- Record excerpts:

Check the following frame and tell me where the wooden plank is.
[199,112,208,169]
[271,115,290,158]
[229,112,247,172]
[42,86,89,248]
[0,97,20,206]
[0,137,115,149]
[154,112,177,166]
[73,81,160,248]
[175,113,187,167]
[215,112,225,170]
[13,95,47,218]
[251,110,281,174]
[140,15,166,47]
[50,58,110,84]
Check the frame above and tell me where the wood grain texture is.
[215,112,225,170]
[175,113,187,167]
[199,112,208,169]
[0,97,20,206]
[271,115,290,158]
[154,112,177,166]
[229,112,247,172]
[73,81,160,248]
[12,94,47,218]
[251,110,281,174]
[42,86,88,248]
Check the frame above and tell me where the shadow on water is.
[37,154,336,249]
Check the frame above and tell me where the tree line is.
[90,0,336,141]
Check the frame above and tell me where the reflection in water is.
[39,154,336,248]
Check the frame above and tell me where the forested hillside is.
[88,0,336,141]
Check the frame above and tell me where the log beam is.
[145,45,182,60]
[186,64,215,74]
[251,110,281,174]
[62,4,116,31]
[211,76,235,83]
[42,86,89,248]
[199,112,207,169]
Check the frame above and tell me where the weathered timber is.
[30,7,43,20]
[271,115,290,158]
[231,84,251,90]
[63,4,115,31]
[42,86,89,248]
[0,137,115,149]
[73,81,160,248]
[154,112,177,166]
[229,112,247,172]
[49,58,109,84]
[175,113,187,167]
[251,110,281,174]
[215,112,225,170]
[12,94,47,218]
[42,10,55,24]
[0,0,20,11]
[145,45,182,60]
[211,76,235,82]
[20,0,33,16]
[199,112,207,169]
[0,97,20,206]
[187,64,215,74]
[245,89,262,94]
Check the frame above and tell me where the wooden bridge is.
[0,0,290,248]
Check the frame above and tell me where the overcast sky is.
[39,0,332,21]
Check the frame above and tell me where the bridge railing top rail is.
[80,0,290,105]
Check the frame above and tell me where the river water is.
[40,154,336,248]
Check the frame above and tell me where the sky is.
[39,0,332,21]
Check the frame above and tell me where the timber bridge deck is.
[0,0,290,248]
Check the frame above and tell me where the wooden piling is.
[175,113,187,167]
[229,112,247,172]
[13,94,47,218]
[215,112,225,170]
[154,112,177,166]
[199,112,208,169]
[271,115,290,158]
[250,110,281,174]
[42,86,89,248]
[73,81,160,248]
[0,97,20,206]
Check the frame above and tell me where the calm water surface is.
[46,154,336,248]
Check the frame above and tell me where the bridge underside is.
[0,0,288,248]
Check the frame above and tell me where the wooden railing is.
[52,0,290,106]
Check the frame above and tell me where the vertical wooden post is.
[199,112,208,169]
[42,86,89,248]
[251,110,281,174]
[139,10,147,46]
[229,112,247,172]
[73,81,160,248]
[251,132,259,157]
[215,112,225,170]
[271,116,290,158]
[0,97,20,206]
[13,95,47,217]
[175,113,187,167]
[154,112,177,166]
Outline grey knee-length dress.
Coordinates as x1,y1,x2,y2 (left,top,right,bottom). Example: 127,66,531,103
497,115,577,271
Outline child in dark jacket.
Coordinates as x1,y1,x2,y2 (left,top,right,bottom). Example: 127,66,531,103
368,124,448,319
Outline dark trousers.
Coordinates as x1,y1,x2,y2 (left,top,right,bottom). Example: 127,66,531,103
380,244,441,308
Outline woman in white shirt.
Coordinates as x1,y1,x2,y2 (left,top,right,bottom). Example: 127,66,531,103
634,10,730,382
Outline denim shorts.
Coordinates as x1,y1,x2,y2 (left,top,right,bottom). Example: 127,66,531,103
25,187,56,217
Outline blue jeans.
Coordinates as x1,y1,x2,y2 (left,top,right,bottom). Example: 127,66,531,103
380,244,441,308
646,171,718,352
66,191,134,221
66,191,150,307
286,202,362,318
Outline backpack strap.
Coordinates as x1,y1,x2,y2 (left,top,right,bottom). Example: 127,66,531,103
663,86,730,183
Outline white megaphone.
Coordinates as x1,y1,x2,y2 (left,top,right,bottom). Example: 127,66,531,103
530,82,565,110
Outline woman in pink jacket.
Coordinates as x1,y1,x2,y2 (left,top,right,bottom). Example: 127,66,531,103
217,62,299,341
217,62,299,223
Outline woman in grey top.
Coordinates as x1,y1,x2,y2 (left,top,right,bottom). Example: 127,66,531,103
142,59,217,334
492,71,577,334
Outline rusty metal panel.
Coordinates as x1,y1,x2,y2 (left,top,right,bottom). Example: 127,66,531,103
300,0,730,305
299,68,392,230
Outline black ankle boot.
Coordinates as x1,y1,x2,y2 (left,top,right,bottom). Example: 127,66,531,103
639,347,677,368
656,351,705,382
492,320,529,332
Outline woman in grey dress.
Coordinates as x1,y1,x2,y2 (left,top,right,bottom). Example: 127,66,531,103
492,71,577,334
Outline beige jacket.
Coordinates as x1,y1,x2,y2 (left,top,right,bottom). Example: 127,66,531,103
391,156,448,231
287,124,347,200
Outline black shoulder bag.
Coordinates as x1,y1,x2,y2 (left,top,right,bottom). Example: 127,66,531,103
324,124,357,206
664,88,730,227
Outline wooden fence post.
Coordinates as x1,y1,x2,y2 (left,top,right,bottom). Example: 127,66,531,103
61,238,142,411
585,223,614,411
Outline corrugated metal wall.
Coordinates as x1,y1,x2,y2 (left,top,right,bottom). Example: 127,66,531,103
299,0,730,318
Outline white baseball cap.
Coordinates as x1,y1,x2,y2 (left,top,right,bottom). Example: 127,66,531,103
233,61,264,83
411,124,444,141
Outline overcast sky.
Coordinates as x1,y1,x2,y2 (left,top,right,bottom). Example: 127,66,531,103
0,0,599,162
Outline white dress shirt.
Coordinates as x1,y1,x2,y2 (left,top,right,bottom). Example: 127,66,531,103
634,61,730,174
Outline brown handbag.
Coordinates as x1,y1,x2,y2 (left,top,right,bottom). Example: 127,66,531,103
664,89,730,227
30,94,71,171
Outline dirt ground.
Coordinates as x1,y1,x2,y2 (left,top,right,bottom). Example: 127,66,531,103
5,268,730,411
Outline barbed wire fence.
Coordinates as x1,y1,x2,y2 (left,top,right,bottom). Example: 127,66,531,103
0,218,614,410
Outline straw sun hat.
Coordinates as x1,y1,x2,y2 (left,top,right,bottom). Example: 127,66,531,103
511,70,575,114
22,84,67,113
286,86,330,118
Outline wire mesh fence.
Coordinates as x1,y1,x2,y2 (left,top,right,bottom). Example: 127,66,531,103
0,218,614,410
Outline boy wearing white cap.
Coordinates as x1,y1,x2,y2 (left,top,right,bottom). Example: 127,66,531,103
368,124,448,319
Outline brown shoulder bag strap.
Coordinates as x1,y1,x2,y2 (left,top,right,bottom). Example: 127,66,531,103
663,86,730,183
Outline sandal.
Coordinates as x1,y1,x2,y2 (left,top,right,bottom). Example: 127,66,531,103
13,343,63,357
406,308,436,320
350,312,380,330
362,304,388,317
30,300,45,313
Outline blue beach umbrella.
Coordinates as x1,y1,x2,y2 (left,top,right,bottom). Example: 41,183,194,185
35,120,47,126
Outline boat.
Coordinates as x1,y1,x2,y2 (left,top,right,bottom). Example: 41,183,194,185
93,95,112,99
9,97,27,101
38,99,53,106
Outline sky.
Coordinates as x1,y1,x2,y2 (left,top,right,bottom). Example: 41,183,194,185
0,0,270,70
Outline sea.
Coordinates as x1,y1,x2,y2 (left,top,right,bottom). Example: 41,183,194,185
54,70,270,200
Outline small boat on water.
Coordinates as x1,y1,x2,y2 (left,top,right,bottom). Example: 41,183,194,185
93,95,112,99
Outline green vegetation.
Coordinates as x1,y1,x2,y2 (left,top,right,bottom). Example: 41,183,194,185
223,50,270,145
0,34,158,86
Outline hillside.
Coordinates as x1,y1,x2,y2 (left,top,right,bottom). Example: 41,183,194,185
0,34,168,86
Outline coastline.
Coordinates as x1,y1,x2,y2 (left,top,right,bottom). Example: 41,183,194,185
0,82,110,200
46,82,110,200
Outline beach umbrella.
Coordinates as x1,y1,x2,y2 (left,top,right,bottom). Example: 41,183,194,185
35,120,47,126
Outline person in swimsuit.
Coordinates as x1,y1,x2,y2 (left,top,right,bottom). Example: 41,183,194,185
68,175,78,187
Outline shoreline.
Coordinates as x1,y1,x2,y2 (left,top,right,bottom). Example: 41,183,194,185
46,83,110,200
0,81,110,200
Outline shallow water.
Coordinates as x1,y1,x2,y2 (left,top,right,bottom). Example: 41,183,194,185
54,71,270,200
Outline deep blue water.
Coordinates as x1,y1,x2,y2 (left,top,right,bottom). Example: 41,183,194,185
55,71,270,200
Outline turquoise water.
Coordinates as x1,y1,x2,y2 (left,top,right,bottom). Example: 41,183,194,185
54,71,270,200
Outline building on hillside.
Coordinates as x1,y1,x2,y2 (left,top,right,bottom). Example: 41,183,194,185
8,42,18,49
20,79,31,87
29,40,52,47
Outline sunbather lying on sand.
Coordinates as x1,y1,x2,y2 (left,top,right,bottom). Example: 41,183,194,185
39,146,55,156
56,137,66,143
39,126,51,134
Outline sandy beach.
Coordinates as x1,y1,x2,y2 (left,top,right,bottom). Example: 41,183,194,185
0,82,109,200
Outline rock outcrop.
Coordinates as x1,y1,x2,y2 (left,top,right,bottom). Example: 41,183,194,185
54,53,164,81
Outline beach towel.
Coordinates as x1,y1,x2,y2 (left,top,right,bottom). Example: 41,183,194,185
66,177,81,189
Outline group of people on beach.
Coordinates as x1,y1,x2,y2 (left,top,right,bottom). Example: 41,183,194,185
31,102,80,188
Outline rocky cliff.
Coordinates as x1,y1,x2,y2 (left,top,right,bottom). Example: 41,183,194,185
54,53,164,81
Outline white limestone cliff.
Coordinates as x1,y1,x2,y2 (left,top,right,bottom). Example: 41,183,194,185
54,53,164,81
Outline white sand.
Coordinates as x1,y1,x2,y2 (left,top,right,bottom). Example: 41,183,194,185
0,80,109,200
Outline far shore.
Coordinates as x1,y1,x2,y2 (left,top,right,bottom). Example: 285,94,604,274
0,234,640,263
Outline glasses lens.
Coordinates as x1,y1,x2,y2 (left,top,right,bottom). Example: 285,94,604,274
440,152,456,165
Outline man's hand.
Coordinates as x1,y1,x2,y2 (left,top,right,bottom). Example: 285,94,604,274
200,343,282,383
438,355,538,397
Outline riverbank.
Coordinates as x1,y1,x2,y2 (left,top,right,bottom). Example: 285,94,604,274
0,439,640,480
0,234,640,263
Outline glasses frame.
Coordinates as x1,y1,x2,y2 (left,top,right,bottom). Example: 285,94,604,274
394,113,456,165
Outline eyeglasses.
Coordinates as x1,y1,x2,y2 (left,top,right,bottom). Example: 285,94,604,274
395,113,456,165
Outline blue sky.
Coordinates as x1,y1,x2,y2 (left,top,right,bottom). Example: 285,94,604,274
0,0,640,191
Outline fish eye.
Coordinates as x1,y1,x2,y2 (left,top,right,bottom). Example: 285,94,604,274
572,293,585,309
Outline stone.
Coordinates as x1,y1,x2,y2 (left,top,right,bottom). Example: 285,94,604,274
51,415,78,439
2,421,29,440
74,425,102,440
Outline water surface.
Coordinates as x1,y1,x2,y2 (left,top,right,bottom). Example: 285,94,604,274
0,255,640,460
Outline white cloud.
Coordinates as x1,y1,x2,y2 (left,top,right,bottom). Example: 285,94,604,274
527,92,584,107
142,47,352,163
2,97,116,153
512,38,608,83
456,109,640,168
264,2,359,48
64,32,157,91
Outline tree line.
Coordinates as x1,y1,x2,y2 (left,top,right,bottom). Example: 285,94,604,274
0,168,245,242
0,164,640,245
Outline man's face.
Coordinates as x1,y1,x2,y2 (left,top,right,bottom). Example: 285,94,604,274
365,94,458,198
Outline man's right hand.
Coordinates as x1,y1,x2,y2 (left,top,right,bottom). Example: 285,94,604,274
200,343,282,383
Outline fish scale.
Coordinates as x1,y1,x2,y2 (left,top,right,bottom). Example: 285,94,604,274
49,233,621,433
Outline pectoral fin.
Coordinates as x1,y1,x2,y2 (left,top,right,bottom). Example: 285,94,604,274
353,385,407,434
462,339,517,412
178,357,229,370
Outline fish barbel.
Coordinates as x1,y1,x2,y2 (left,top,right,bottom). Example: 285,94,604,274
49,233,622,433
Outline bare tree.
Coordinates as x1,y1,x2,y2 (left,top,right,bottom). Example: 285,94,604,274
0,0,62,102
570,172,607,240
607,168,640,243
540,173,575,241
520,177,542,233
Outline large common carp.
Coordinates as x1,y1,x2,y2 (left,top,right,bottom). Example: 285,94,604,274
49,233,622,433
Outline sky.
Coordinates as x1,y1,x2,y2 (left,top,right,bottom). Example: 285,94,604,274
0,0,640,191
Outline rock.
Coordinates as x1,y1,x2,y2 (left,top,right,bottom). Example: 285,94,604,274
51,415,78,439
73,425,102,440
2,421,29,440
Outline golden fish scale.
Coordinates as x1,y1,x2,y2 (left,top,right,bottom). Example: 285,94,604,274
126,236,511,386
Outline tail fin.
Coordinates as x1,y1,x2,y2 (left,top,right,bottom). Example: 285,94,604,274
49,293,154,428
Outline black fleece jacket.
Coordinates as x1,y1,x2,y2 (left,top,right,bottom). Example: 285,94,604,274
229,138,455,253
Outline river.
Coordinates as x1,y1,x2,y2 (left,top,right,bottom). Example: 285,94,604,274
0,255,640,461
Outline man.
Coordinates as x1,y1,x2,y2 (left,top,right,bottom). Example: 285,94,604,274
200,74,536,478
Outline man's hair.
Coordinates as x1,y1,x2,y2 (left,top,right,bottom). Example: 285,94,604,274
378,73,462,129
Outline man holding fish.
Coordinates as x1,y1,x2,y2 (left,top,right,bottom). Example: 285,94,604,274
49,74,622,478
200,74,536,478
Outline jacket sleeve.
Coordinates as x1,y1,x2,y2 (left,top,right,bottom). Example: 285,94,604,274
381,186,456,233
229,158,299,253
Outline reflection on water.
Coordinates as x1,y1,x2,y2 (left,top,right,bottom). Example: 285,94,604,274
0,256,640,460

- Written task: Starting at the beginning of the data and ending with the line that contains "[50,58,110,84]", reproduce those lines with "wooden plank" renamed to "timber board", leaving everything else unchanged.

- Output for this exercise:
Check the following frame and tell me where the timber board is.
[199,112,208,169]
[271,115,290,158]
[229,112,247,172]
[42,86,89,248]
[0,97,20,206]
[0,137,115,149]
[154,112,177,166]
[73,81,160,248]
[175,113,187,167]
[215,112,225,170]
[13,95,47,218]
[251,110,281,174]
[140,15,166,47]
[50,58,110,84]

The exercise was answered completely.